- _Passo citato_:
┌──

Il Gup ha inflitto quattro anni e quattro mesi per il reato di spaccio di stupefacenti (l'uomo avrebbe avuto un giro composto da una decina di persone a cui cedeva droga) e quattro anni per la morte come conseguenza di altro reato
BOLOGNA, 7 MAGGIO 2008- Condannato a otto anni e quattro mesi per aver ceduto la dose letale all'amica. Il Gup di Bologna Giorgio Floridia ha deciso con il rito abbreviato a otto anni e quattro mesi Vincenzo Panebianco, 41 anni, accusato per la morte, dovuta ad una overdose di stupefacenti, di una donna di 37, C.G., originaria di Gela ma residente a San Lazzaro di Savena (Bologna). Il Gup ha inflitto quattro anni e quattro mesi per il reato di spaccio di stupefacenti (l'uomo avrebbe avuto un giro composto da una decina di persone a cui cedeva droga) e quattro anni per la morte come conseguenza di altro reato.
Il Pm Lorenzo Gestri, che ha condotto le indagini, aveva chiesto una condanna a sei anni e mezzo. Panebianco dopo aver trascorso un periodo in carcere e' agli arresti domiciliari.
La donna mori' il 22 febbraio 2007 in un appartamento che Panebianco aveva in affitto, in via Massarenti, per un mix di cocaina ed eroina assunta nella notte insieme a Panebianco.
L'uomo chiamo' il 118 poi cerco' di andarsene, ma venne bloccato dai carabinieri mentre stava buttando in un cassonetto delle nettezza urbana un sacchetto con dentro 200 grammi di cocaina, e piccole quantita' di hascisc ed eroina. Venne subito arrestato per detenzione a scopo di spaccio, poi gli venne contestata anche la morte come conseguenza di altro reato.
Gli accertamenti medico-legali e tossicologici stabilirono che C.G. aveva avuto il malore letale per il mix di cocaina ed eroina. La cocaina le era stata data da Panebianco. Si trattava di droga purissima, con il 98% di principio attivo. L'eroina, probabilmente, la donna l'aveva assunta separatamente. Un piccola quantita' le era stata trovata nella borsetta.
L'indagine ha appurato che l'uomo, che e' titolare di una impresa di pulizie, nei mesi precedenti, dalla fine dell'estate 2006, aveva gia' ceduto droga ad altre persone, per lo piu' conoscenti.

└──

- _Obiettivo del compito_: Stabilisci se le affermazioni (a), (b) e (c) concordano con l'articolo sulla condanna per la dose letale, rispondendo sì o no e citando alla lettera le parole decisive. (a) Il Pm aveva chiesto una condanna a otto anni e quattro mesi. (b) La cocaina ceduta alla donna aveva il 98% di principio attivo. (c) La donna morì in un appartamento di via Massarenti preso in affitto da Panebianco. Le voci del dataset non hanno alcun ruolo in questo esercizio.

- _Contenuto del dataset_:

┌──

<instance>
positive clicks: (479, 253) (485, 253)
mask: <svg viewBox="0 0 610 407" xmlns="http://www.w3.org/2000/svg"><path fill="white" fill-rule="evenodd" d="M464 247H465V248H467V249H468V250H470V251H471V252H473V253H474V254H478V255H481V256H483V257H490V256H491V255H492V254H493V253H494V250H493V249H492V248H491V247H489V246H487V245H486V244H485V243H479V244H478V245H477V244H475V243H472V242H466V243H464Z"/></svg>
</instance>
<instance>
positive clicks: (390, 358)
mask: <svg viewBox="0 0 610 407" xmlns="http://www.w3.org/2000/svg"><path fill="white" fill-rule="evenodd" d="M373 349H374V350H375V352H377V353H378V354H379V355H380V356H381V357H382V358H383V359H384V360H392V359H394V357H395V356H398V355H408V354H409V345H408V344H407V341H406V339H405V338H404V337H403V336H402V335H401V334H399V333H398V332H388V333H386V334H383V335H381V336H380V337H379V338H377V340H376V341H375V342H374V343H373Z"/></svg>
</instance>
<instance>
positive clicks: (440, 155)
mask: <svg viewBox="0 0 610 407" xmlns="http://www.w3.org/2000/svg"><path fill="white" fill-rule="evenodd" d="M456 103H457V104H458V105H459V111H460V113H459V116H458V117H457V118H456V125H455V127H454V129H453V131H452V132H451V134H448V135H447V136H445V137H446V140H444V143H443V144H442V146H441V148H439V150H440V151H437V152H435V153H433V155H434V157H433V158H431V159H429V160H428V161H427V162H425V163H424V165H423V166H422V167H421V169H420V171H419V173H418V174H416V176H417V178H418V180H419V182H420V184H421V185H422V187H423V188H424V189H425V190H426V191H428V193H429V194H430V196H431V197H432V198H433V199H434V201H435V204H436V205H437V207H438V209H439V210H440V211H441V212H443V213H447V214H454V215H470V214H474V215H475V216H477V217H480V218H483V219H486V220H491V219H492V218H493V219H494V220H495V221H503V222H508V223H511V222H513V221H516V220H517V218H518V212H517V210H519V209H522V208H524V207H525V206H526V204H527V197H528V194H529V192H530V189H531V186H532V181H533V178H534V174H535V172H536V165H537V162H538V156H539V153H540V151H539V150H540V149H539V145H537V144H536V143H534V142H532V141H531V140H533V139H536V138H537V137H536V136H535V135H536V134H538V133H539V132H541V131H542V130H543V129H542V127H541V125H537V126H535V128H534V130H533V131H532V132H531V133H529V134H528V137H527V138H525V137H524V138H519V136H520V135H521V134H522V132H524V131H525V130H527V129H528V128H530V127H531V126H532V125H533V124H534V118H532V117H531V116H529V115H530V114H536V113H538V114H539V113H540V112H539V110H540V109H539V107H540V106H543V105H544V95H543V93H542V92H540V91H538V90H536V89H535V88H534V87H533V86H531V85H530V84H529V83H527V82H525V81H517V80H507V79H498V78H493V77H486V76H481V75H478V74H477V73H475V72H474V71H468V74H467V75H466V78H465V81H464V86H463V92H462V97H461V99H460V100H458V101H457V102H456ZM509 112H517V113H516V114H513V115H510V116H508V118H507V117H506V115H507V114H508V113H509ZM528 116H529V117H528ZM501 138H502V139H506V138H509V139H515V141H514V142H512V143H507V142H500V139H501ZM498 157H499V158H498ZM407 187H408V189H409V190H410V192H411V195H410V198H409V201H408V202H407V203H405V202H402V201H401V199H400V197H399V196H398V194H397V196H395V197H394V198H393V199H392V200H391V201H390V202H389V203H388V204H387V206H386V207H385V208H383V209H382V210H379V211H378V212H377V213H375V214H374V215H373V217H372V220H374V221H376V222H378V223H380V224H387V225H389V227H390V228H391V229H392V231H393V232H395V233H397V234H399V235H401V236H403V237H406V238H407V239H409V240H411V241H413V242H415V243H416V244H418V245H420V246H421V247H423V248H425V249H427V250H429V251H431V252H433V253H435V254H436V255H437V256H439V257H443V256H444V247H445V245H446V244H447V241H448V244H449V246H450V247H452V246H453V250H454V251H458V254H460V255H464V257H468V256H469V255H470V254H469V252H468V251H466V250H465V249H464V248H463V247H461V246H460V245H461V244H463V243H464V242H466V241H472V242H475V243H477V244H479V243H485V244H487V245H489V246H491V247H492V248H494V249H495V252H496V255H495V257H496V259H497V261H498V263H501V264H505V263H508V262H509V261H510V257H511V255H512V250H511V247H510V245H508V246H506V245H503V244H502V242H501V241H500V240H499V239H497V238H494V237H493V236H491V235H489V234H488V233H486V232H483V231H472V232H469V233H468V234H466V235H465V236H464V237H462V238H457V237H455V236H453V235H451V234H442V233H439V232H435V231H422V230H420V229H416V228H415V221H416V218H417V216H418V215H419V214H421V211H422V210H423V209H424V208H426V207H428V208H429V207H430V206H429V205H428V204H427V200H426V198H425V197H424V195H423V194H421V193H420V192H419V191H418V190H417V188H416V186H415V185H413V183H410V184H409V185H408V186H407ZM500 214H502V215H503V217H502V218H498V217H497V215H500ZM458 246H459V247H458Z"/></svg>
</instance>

└──

- _Risposta all'esercizio_:
(a) No: "aveva chiesto una condanna a sei anni e mezzo".
(b) Sì: "Si trattava di droga purissima, con il 98% di principio attivo".
(c) Sì: "in un appartamento che Panebianco aveva in affitto, in via Massarenti".